Exercise brief:
Report the number of lines in the data below that contain the word "barrel", giving only that number.

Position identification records
## start

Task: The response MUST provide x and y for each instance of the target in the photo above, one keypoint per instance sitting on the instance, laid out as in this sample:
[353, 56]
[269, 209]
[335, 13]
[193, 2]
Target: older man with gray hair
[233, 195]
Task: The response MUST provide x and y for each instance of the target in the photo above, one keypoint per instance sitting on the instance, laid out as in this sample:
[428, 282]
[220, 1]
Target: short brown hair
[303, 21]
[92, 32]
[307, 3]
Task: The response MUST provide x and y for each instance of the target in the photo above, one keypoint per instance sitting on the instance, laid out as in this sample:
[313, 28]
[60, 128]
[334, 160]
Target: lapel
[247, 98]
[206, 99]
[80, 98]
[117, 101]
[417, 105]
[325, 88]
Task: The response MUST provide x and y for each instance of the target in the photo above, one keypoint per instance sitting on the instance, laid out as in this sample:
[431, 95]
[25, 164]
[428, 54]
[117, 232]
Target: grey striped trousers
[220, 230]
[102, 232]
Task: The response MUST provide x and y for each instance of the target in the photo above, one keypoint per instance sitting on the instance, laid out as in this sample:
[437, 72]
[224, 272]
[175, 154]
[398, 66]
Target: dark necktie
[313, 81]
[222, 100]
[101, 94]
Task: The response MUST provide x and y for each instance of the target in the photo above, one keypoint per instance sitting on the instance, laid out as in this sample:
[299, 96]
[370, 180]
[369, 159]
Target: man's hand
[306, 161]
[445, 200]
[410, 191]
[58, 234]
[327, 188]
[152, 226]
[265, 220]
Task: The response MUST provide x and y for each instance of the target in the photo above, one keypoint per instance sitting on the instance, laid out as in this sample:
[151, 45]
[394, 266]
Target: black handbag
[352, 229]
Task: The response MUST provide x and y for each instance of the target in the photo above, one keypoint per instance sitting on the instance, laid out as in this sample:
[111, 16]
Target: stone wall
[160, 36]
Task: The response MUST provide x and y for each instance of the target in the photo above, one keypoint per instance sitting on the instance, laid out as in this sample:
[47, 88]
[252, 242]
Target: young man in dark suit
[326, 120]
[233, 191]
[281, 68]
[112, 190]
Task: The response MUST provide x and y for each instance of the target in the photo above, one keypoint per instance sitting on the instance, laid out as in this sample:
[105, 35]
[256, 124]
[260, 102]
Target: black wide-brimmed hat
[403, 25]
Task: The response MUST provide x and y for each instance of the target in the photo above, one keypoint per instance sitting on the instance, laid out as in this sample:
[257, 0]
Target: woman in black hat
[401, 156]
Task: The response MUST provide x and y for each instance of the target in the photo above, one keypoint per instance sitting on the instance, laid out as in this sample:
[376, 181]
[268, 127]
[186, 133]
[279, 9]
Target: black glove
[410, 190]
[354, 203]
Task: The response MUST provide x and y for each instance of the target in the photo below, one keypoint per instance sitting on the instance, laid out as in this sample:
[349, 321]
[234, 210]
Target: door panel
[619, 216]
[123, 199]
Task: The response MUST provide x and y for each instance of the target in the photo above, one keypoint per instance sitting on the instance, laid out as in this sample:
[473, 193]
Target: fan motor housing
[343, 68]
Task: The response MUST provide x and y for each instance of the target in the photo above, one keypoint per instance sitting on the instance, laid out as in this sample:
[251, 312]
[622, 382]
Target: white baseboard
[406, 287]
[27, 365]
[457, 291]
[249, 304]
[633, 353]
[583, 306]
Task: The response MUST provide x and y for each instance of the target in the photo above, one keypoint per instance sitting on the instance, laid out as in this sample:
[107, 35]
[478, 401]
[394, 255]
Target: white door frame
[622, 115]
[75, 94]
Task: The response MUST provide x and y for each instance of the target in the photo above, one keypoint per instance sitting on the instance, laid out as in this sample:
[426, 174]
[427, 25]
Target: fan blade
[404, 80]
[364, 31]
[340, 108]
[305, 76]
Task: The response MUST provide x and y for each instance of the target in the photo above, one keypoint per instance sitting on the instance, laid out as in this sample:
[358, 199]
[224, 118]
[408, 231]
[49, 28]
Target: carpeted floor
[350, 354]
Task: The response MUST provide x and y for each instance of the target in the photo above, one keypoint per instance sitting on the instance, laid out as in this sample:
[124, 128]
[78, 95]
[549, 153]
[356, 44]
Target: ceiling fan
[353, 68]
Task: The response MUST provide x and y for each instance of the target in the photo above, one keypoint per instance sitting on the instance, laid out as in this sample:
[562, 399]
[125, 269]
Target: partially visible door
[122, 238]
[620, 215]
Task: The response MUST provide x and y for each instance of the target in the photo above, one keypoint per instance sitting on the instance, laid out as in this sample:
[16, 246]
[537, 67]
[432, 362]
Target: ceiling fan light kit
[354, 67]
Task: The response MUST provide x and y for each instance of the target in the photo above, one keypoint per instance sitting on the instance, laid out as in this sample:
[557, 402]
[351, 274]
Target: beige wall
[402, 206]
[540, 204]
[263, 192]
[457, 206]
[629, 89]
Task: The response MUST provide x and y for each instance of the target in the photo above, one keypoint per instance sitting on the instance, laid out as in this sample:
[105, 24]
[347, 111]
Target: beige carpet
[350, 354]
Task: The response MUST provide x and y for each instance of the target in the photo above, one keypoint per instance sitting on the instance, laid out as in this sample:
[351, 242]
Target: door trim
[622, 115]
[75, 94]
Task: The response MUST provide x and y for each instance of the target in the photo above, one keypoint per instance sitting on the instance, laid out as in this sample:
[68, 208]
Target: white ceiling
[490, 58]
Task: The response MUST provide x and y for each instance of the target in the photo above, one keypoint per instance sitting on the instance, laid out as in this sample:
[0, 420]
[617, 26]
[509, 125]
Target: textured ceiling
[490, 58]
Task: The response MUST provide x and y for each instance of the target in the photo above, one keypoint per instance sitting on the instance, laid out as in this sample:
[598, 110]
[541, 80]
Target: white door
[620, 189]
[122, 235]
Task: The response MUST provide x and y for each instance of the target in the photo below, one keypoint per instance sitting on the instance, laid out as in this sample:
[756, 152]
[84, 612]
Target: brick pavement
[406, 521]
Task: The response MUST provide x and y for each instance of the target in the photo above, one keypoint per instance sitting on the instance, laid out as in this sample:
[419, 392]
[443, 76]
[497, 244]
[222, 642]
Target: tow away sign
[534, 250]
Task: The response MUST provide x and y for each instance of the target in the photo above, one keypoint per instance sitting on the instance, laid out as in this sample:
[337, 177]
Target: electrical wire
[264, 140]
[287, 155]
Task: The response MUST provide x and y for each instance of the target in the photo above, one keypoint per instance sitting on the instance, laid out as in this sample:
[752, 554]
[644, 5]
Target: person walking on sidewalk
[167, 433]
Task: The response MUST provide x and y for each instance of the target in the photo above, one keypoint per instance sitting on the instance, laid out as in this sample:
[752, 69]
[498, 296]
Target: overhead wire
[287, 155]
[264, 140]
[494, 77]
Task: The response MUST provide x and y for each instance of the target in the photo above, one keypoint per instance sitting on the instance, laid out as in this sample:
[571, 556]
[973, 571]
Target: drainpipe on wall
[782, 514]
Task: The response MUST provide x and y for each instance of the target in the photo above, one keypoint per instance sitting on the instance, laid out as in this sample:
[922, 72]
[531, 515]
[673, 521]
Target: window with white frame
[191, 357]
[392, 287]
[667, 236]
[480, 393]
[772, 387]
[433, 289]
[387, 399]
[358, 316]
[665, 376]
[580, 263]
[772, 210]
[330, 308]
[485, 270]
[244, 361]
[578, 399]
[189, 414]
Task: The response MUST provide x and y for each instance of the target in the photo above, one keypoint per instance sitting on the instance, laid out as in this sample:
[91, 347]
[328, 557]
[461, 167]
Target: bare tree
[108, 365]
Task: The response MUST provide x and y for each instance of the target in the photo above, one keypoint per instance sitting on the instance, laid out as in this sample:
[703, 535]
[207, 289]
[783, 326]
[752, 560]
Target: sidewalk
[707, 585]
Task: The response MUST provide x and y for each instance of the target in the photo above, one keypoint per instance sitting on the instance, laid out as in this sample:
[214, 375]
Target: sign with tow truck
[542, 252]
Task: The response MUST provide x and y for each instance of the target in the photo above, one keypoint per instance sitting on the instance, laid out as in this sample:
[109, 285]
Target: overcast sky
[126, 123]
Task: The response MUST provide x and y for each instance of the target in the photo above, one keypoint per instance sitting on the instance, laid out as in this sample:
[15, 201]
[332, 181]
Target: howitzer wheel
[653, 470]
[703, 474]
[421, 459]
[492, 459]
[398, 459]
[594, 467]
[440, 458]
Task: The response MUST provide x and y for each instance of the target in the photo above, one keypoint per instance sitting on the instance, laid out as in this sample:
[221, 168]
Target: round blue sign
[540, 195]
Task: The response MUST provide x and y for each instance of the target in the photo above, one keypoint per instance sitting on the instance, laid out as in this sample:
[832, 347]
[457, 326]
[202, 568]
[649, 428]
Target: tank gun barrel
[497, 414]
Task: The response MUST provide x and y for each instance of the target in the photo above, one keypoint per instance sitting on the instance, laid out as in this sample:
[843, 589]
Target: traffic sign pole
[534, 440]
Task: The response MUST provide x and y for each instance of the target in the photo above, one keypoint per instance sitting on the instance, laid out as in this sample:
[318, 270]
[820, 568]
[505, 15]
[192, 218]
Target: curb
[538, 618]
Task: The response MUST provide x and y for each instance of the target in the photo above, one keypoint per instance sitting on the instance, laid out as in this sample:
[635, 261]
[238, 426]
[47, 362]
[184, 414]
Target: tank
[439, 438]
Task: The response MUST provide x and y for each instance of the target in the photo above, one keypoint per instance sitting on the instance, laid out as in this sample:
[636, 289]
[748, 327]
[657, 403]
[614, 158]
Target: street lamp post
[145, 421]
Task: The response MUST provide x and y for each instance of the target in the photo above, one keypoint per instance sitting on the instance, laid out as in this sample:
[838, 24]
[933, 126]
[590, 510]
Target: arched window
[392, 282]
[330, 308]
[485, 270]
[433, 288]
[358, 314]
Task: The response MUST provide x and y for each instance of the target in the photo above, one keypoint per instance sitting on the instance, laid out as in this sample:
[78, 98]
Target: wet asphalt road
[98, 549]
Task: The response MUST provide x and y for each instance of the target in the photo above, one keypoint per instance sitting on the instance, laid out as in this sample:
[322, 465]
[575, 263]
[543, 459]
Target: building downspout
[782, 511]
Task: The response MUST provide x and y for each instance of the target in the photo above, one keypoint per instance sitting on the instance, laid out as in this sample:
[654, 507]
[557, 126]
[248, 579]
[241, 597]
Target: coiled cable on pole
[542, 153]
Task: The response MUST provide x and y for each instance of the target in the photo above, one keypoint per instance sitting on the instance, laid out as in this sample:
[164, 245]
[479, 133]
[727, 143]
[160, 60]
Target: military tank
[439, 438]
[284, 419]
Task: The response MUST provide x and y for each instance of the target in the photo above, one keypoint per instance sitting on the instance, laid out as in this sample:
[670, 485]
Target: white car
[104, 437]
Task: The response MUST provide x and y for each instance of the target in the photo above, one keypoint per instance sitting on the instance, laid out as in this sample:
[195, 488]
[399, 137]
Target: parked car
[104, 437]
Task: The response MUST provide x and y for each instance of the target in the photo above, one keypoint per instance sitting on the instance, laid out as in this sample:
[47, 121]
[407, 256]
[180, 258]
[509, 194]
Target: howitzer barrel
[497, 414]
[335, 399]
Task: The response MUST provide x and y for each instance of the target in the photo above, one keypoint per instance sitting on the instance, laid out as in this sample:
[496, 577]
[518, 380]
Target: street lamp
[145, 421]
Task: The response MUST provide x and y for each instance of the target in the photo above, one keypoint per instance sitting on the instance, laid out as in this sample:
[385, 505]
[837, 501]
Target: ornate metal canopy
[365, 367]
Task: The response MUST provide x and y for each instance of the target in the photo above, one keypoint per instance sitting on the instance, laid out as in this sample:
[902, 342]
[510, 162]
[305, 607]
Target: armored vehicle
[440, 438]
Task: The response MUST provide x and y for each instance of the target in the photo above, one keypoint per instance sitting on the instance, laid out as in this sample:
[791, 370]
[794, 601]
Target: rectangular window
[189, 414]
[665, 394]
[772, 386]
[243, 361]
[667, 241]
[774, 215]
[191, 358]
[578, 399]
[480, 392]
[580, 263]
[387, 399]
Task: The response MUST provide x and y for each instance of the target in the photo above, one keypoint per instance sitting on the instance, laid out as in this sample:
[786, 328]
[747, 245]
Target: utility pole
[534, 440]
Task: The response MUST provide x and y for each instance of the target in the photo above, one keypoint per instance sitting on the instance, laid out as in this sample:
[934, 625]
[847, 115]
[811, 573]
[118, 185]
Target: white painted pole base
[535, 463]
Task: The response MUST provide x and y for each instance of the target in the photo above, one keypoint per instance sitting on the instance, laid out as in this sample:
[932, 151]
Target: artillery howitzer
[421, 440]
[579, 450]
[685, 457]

## end

Task answer:
2